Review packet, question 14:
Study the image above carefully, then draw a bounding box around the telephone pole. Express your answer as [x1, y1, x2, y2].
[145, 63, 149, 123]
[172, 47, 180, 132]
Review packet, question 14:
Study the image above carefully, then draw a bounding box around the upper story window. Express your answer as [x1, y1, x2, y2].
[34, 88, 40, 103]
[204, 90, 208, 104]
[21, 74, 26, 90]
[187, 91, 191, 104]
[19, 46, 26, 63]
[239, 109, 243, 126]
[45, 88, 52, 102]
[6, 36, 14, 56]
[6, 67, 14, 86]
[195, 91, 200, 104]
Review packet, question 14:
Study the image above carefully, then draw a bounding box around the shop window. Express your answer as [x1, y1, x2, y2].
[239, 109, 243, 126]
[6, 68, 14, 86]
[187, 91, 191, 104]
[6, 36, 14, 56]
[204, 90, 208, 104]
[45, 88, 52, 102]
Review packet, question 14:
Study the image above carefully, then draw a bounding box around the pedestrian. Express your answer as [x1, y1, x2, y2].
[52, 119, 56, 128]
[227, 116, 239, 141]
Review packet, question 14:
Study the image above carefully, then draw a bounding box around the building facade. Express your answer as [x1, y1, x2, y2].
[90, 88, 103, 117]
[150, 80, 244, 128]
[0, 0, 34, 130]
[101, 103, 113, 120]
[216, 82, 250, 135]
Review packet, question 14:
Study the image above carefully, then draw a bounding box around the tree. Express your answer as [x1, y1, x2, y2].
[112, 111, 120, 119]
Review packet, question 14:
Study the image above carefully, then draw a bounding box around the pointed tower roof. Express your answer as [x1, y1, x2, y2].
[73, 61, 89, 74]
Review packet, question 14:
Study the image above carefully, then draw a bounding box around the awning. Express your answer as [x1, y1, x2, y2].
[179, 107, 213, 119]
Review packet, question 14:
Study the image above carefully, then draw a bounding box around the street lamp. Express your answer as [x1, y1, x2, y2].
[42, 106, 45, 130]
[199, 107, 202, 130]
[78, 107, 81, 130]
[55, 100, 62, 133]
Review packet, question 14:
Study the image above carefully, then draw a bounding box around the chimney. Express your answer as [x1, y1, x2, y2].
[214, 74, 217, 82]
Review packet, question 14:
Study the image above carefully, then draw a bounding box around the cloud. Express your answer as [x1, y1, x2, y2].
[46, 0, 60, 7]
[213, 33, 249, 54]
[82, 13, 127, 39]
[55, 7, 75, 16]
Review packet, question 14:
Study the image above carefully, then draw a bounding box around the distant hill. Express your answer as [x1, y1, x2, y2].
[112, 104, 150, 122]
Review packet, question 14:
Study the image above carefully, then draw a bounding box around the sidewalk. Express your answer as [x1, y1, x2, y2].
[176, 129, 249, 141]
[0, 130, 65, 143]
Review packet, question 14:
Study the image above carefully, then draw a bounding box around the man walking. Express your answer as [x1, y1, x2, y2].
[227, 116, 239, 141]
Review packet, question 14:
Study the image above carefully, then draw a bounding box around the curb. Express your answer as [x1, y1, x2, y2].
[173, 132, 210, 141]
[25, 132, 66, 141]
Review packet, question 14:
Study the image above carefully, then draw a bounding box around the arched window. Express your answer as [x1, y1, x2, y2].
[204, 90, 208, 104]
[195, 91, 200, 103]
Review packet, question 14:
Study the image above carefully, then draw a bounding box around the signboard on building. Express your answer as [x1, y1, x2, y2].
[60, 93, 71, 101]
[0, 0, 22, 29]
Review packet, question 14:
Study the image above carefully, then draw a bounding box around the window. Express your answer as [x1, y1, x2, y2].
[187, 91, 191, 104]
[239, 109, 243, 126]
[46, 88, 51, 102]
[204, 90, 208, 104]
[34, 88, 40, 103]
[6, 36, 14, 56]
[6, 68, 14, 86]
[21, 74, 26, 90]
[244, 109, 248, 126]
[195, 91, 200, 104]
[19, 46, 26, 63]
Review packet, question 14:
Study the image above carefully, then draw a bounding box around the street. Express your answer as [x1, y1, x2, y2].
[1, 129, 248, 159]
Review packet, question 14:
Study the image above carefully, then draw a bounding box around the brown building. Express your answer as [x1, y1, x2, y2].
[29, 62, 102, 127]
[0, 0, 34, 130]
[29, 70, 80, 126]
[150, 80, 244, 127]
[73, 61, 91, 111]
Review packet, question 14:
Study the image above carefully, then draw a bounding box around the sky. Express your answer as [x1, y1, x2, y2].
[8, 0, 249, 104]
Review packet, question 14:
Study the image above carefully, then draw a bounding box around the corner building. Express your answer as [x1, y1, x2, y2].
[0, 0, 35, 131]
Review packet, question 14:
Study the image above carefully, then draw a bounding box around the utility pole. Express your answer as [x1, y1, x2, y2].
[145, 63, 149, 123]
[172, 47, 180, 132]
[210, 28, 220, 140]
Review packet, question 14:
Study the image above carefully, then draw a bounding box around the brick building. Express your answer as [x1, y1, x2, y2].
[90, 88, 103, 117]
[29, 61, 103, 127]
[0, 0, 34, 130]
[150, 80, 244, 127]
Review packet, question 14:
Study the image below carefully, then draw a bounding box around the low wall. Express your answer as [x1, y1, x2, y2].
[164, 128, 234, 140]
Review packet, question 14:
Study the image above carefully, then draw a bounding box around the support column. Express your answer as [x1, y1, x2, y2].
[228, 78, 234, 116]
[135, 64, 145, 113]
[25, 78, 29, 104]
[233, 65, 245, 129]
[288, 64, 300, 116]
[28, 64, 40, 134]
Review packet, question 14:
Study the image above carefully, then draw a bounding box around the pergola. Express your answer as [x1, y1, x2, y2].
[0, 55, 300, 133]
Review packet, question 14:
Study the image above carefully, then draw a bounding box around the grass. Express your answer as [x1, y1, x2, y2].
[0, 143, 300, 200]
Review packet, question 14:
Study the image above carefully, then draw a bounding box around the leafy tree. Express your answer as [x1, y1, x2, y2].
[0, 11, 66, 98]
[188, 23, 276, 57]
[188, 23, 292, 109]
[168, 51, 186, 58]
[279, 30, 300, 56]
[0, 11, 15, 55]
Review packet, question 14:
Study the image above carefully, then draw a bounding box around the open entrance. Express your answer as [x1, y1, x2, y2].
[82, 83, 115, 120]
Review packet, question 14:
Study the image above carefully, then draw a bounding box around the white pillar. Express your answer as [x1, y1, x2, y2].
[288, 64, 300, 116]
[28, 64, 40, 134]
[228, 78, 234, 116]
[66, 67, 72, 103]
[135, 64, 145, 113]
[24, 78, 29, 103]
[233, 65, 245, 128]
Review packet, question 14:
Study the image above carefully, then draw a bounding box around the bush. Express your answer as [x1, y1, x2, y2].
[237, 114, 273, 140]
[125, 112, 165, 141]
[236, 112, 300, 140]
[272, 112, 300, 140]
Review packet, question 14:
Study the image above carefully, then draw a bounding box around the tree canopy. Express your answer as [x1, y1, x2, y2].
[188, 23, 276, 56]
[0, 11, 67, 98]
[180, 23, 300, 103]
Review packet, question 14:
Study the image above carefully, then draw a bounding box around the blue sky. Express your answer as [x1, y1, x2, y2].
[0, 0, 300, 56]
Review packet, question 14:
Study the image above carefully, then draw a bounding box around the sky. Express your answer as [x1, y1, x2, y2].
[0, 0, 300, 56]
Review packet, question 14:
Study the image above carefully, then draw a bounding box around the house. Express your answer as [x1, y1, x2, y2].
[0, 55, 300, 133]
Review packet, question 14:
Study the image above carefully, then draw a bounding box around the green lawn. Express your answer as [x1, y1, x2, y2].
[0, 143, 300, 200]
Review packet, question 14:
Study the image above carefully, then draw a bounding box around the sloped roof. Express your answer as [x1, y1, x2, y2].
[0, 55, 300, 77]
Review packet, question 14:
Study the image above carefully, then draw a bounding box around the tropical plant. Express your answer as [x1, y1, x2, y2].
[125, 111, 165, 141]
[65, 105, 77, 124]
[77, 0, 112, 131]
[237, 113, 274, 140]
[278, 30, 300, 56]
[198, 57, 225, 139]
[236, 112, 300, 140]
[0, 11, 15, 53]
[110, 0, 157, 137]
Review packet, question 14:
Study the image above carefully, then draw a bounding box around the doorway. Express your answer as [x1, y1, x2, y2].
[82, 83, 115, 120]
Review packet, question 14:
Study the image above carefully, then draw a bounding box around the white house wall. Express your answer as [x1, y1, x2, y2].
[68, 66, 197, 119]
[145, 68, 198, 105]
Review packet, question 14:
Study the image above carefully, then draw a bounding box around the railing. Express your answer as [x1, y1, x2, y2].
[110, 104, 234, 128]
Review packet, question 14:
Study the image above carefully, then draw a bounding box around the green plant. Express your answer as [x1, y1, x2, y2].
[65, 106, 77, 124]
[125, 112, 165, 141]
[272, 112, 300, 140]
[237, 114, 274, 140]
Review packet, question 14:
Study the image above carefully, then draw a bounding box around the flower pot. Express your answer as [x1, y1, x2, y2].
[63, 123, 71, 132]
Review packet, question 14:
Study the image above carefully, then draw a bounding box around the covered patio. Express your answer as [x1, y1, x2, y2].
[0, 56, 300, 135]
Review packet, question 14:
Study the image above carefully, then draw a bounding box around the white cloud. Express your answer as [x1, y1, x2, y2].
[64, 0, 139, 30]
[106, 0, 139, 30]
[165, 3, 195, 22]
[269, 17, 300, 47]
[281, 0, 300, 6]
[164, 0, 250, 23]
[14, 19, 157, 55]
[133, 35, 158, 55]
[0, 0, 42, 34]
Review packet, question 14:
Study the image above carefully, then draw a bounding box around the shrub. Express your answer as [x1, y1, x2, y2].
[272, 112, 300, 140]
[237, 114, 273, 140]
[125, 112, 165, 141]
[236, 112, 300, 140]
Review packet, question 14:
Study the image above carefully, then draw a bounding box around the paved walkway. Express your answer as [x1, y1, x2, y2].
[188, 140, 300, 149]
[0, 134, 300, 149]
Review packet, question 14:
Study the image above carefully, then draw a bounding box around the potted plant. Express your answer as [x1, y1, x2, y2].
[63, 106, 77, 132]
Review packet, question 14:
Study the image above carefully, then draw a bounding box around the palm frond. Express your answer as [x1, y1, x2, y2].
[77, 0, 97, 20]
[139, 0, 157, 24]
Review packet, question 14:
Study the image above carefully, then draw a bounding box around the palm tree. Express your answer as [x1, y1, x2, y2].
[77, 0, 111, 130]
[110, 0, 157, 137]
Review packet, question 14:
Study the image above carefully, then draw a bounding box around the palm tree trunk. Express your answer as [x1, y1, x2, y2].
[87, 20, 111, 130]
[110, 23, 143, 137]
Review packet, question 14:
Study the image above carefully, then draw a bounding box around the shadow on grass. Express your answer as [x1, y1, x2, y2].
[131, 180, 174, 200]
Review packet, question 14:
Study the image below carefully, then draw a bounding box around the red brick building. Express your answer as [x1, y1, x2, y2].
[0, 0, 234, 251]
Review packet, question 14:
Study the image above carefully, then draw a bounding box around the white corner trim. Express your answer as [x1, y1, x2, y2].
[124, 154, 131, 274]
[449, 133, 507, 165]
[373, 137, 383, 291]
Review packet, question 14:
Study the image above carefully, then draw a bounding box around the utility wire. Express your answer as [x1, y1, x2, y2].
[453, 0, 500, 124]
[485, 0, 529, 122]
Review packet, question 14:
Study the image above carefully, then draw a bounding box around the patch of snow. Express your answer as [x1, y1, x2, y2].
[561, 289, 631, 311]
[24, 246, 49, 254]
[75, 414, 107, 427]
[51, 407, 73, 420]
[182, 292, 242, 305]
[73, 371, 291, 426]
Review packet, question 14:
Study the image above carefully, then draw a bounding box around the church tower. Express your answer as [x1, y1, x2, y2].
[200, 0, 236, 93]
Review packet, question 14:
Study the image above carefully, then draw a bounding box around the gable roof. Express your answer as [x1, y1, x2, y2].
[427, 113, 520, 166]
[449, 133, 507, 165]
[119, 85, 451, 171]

+ + + +

Instruction>
List every line of the items above that contains the string "street", treating uppercase and lowercase as different.

Final result>
Study the image above carefully, then draw a bounding box around the street lamp. Express your answer as [x1, y1, x2, y2].
Study the image above carefully, then draw a bounding box around the street. Express your answer as [x1, y1, x2, y2].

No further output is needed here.